**TASK OBJECTIVE:** From the entries below, extract every line that includes the word "rough".

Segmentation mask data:
────────────────────────────────────────

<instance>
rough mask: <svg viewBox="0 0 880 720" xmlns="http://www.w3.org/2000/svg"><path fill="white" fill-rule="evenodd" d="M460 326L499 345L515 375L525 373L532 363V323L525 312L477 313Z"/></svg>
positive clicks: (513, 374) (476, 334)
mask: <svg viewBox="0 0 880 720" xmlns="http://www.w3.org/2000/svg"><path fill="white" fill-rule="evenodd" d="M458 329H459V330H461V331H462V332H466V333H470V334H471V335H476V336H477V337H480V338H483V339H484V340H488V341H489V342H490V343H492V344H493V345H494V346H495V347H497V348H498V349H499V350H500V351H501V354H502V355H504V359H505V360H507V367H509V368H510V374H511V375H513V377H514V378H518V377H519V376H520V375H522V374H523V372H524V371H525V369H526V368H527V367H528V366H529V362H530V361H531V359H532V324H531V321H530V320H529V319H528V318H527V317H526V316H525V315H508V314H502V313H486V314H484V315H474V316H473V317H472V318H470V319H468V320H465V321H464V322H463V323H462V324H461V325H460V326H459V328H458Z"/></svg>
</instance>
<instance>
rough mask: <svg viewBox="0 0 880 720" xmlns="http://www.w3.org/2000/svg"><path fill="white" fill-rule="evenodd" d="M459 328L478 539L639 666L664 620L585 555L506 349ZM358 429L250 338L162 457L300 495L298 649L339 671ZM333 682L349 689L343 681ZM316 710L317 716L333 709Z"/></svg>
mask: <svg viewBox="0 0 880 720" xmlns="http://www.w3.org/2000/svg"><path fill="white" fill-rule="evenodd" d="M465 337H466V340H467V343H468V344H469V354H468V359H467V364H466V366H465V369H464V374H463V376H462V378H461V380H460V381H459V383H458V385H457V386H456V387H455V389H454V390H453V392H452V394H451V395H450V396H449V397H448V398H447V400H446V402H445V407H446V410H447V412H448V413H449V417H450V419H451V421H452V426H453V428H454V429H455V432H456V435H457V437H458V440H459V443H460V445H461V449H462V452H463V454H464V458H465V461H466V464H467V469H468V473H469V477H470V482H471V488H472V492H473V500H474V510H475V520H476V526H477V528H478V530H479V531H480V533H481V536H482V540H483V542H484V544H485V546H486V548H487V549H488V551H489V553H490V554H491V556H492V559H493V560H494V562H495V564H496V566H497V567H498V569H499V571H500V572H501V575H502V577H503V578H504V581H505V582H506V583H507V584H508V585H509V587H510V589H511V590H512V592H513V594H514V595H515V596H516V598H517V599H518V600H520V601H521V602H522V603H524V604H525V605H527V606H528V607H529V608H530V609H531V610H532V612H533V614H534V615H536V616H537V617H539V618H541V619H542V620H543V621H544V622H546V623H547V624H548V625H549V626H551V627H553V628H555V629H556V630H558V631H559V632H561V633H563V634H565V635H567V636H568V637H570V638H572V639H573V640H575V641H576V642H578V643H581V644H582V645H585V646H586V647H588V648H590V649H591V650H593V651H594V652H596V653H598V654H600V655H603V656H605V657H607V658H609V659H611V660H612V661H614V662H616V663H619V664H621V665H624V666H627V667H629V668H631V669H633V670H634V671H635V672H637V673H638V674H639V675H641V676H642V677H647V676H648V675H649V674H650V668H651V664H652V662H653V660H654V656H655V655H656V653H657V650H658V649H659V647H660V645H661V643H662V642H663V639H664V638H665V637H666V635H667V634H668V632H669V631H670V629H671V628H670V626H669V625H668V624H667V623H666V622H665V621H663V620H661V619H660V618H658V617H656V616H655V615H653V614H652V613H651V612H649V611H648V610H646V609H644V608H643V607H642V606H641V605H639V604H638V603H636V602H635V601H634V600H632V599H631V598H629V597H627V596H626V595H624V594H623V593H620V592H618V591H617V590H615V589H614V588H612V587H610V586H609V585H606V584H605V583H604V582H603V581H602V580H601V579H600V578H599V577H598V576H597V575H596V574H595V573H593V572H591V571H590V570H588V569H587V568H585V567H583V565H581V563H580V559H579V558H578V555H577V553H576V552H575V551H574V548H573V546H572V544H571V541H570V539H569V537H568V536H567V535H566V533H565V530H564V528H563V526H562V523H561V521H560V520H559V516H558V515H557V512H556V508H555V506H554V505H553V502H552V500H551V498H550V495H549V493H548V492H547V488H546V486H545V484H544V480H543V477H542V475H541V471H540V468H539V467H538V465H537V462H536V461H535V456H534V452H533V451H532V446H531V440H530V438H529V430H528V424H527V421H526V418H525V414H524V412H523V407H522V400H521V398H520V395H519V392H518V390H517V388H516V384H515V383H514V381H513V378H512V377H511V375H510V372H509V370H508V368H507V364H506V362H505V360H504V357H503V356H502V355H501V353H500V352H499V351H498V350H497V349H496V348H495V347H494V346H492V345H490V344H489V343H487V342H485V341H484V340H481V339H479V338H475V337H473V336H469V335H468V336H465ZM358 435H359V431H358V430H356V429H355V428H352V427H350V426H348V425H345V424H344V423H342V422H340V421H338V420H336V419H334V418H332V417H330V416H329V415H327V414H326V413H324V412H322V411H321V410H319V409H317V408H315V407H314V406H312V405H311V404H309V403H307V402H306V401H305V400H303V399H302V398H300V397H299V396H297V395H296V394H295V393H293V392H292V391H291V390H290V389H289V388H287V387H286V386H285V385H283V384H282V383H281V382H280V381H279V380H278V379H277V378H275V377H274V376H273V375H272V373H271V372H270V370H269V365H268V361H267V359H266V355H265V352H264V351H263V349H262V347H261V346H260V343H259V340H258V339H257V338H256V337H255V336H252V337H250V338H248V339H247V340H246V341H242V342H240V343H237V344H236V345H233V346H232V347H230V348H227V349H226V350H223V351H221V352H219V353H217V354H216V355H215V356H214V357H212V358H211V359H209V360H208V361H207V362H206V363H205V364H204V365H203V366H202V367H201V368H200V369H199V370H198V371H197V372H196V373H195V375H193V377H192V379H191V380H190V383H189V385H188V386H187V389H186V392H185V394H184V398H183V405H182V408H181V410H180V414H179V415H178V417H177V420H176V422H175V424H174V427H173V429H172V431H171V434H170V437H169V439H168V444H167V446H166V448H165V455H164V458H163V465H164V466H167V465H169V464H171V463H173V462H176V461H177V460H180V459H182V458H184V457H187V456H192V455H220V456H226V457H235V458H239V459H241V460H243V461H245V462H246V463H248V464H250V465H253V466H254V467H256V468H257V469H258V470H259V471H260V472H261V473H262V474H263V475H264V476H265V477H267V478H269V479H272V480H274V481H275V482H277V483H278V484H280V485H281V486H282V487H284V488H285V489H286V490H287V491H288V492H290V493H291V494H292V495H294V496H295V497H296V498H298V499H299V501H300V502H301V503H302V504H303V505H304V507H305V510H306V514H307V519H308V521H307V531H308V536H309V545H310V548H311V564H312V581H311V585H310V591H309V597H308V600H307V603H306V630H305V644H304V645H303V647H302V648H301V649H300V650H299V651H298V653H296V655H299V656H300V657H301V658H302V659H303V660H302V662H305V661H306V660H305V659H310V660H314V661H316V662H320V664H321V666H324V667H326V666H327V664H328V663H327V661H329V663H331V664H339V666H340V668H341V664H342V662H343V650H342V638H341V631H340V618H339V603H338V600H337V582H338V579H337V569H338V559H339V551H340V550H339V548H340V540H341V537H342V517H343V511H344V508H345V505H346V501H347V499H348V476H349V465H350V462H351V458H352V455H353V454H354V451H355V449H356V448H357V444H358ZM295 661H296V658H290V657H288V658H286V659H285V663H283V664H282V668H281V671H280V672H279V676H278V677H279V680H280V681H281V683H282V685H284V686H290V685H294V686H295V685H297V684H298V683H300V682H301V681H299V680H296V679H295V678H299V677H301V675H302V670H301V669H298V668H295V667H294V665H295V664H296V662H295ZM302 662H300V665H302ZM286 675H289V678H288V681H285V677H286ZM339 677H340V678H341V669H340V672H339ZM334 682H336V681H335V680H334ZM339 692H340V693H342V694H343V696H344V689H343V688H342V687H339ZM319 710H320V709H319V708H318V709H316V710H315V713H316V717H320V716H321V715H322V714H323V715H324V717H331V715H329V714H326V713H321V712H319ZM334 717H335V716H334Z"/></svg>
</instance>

────────────────────────────────────────

**REPLY:**
rough mask: <svg viewBox="0 0 880 720" xmlns="http://www.w3.org/2000/svg"><path fill="white" fill-rule="evenodd" d="M460 326L499 345L515 375L525 373L532 363V323L525 312L477 313Z"/></svg>
rough mask: <svg viewBox="0 0 880 720" xmlns="http://www.w3.org/2000/svg"><path fill="white" fill-rule="evenodd" d="M459 328L478 539L639 666L664 620L585 555L506 349ZM358 429L250 338L162 457L300 495L298 649L339 671ZM333 682L349 689L343 681ZM316 710L317 716L333 709Z"/></svg>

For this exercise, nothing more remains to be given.